製品を市民に直接は販売していないため、事業について市民に広く知られているわけではありませんが、
生活に関連する様々な分野の金属部品製造を手掛ける精密加工事業部と
プレス機械などの生産用機械を製造して海外への輸出も行っている機械事業部の2つの事業部を有し、
多種多様な製品を取り扱う製造業の大企業です。
また、国内唯一の小口径銃弾メーカーという一面もあります。
銃弾メーカーから様々な分野への進出
1953年に小口径銃弾メーカーとして出発した旭精機工業は、
金属の精密加工技術を活かして、様々な分野の部品製造に積極的に取り組んできました。
また、部品の製造だけではなく、1950~60年代にかけてプレス機械や
ばね機械などの生産用機械の分野にも進出し、
現在ではドイツに駐在所を設置するなど、海外に向けての輸出も盛んです。

提供データ:
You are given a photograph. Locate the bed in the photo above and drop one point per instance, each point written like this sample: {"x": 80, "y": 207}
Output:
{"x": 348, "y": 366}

課題一覧:
**a.** 旭精機工業の文章をもとに、次の問いにそれぞれ答えてください。
(i) 旭精機工業が有する2つの事業部は何ですか。
(ii) 旭精機工業は何年に出発しましたか。
(iii) 旭精機工業が駐在所を設置している国はどこですか。
**b.** 旭精機工業の文章で「1953年に小口径銃弾メーカーとして出発した」から始まる段落を、主な事実を残した箇条書きに書き換えてください。
**c.** 旭精機工業の文章を、最後の文の後から引き継いで書き進めてください。

解答一覧:
**a.**
(i) 精密加工事業部と機械事業部
(ii) 1953年
(iii) ドイツ

**b.**
- 1953年に小口径銃弾メーカーとして出発した
- 金属の精密加工技術を活かし、様々な分野の部品製造に積極的に取り組んできた
- 1950~60年代にかけて、プレス機械やばね機械などの生産用機械の分野にも進出した
- 現在ではドイツに駐在所を設置するなど、海外への輸出も盛んである

**c.**
生産用機械への進出は「戦後の日本社会全体の需要増を見込んでの決断」で、
社会の動向を見極めながら、新たな分野に積極的に取り組む姿勢で発展を遂げています。
2つの事業部
精密加工事業部
高品質が求められる銃弾の製造に携わる中で蓄積した技術を活かして、
自動車・パソコン・エアコン・文具など様々な生活関連分野で必要とされる部品を製造しています。
高品質は勿論ですが、「品質を維持したまま大量に生産する技術についても、自負がある」といいます。
機械事業部
大迫力のプレス機械アップ写真
ばね機械の写真
プレス機械やばね機械など生産現場で使用される機械を製造しています。
製造した機械は日本国内での販売のみならず、海外へ輸出もしています。
近年、環境への配慮から電気自動車が注目されていますが、
旭精機工業のプレス機械は電気自動車用リチウムイオン電池ケースの製造にも使われており、
自動車産業において環境への配慮を支える存在であるといえます。
「機械事業部で設計・製造した機械を精密加工事業部でも使用するため、
同じ会社内で生産用機械を設計・製造する人と使用する人の両方がいて、
実際に機械を使用した際のフィードバックを行うことができるというのが強みですね」
独自の取り組み「ALPHANOMOUS(アルファノマス)」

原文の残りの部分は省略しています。